Problem requirements: Print the listing below exactly.
┌─ Data to process
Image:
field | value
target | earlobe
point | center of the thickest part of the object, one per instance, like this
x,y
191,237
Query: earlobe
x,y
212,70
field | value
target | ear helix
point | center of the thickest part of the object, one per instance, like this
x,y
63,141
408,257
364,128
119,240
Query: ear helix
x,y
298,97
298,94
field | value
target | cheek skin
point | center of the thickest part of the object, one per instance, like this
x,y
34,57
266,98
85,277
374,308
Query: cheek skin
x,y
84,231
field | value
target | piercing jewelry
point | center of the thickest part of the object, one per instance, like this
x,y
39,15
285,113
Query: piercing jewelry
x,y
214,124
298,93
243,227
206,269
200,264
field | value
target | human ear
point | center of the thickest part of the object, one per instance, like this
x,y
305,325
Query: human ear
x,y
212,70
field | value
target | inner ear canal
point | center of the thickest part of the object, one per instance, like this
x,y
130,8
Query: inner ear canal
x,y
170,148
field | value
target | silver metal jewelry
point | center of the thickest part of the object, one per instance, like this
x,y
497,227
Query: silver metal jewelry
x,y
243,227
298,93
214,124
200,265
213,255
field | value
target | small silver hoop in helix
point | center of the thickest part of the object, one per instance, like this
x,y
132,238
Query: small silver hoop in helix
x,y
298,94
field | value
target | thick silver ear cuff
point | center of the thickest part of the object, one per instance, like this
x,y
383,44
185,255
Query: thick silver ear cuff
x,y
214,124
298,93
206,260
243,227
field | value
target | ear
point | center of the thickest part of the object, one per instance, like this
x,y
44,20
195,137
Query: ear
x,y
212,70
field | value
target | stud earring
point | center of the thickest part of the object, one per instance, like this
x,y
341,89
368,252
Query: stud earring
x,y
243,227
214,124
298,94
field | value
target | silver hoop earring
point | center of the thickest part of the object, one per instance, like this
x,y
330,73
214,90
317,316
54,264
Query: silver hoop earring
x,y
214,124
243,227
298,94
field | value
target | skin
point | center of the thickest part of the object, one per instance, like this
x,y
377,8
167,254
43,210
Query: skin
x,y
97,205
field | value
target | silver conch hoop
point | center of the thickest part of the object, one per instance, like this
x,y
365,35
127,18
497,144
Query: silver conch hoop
└─
Result of the exercise:
Image:
field | value
target | earlobe
point | center of the thickest part of the object, one per instance, like this
x,y
191,237
Query: earlobe
x,y
212,70
field | value
target | ear helix
point | center of the thickest part of the object, one per instance, like this
x,y
63,141
408,257
364,128
119,240
Query: ear helix
x,y
298,97
298,94
field | value
target | cheek skin
point | center of the thickest part of the object, one per instance, like this
x,y
34,57
266,98
85,277
374,308
Query: cheek skin
x,y
84,231
field | value
target | piercing jewelry
point | center of the thickest part of the object, one per instance, like this
x,y
39,15
285,113
Query: piercing jewelry
x,y
214,124
298,93
243,227
206,269
200,264
field | value
target | human ear
point | center of the thickest part of the object, one per instance, like this
x,y
305,325
Query: human ear
x,y
212,70
field | value
target | inner ear canal
point | center of the thickest part of the object, one per instance, like this
x,y
130,8
Query: inner ear canal
x,y
170,148
field | value
target | silver metal jewelry
point | center of the thickest part of the object, one per instance, like this
x,y
497,227
Query: silver metal jewelry
x,y
243,227
298,93
214,124
200,265
213,255
field | value
target | small silver hoop in helix
point | center of the thickest part of the object, one per instance, like this
x,y
132,238
Query: small silver hoop in helix
x,y
298,94
field | value
target | thick silver ear cuff
point | center of the thickest part of the object, one per instance, like this
x,y
383,44
185,255
Query: thick silver ear cuff
x,y
214,124
298,93
206,260
243,227
field | value
target | ear
point | center of the thickest part of the object, one per instance, like this
x,y
44,20
195,137
Query: ear
x,y
212,70
field | value
target | stud earring
point | center of the thickest part of the object, one per instance, like this
x,y
341,89
368,252
Query: stud earring
x,y
243,227
214,124
298,94
field | value
target | silver hoop earring
point | center of the thickest part of the object, one per instance, like this
x,y
330,73
214,90
317,316
54,264
Query: silver hoop earring
x,y
214,124
243,227
298,94
field | value
target | skin
point | center of the thickest part of the object, one per instance, like this
x,y
377,8
167,254
43,210
Query: skin
x,y
97,205
field | value
target | silver conch hoop
point | center of the thickest part of the object, one per instance, like this
x,y
365,35
127,18
497,144
Query: silver conch hoop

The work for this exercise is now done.